Commissioned for the annual project KONTINUUM by Deutschlandfunk Kultur (Berlin) and Ö1 Kunstradio (Vienna), April 2023 - March 2024.

 

Listen Live to the radio stream from Deutschlandfunk Kultur.

 

At the mouth of a river, salt meets sweet water. Tides fluctuate. The river floods and dries with the seasons. The muddy delta shifts position over centuries. At the tideline, life persists. It exists both in and out of the water. A sand spit rises once a day and disappears again. It's a home for clams, oysters, other molluscs, anemones, sand dollars, shore birds and seals. A rock shelf full of tidal pools is filled with tiny fish, crabs, urchins, starfish, bivalves, and seaweed. Fish swim down the river to the sea and return to spawn. Plants and trees are engulfed or left high and dry. As a consequence of (over)use by modern cities and societies, extractive industries dominate a major river and its ecologies, then atrophy and decay, replaced by new modes of global commerce, tourism, and shipping. As ice packs diminish, the seas warm,. Water levels rise and rain patterns change. The spaces between high and low water become more and more exaggerated. The dynamics of change seesaw across the year, creating dangerous patterns in this time of climate crisis.

Water Line is a generative audio piece that imagines the space between the tides and between the salt and the muddy waters. Depending on the height of the tide, listeners are oriented below or above the surface, from deep sea to thousands of meters in the air. Combining field recordings (acoustic and electro-magnetic) with poetic composition, Water Line works with both documentary and imaginary riverspace, the creatures and organisms that live there, the human and the more-than-human. The dynamics range from the roar of engines and turbines to the very subtle sounds of clams, the scuttle and high pitched hisses of crabs, or the scattering of sand fleas. Environmental sounds meet electronic compositions to express the many perceptions of being above or below water. From the undersea kelp forests and high tide zones across the mud flats and swampy areas; from the industrialized river to nearby rocky coves; the artists incorporate field recordings mixed with imaginings and playful interpretations of the river to craft a composition that oscillates across the day, the month and the year.

Challenge
In the text about the audio piece Water Line, what determines whether listeners are oriented below or above the surface?

Location labeling records:

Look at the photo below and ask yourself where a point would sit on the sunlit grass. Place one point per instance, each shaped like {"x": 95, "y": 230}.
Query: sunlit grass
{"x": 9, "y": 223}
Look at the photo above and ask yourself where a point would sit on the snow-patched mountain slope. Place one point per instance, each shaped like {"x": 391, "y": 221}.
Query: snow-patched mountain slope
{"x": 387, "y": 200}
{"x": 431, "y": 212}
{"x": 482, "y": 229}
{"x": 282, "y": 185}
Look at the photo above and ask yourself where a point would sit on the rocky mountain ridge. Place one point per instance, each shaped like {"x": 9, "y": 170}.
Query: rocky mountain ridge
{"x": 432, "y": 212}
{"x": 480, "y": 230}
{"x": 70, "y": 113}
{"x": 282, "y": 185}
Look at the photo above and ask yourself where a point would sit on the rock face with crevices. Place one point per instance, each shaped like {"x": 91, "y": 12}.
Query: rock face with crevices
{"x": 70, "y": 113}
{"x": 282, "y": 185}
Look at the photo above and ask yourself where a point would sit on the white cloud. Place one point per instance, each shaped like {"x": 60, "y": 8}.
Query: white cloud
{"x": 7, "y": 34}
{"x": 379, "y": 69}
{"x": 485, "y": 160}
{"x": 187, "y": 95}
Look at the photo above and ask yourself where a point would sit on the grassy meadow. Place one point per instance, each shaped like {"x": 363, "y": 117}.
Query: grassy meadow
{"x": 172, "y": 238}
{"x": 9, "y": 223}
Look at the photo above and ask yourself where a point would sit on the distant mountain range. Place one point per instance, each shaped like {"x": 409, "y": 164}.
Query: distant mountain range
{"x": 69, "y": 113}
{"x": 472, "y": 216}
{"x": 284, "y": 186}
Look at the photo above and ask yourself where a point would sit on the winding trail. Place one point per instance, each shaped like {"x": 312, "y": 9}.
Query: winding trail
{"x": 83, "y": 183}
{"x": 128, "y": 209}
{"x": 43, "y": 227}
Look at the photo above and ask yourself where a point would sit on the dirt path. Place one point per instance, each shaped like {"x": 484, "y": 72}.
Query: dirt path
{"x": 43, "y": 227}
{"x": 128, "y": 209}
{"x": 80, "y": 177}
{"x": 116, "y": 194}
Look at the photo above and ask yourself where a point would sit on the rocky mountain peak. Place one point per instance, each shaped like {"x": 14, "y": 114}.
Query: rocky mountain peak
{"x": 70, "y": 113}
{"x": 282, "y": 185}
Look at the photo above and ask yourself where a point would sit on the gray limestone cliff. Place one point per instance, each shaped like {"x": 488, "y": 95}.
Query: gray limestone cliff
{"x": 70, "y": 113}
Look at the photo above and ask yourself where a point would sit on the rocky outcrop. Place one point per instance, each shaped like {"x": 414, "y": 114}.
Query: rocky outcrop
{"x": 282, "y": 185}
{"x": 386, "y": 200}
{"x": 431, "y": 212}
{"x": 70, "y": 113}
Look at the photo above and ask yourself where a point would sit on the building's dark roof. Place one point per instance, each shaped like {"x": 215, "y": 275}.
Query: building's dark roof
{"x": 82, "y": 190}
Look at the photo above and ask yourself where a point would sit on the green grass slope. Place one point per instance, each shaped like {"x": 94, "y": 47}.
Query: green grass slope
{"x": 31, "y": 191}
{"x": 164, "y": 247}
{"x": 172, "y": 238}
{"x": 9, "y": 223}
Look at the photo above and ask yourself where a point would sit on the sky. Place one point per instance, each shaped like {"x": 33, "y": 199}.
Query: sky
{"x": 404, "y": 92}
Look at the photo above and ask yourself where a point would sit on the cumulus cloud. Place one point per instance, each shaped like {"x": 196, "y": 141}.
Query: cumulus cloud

Response
The height of the tide.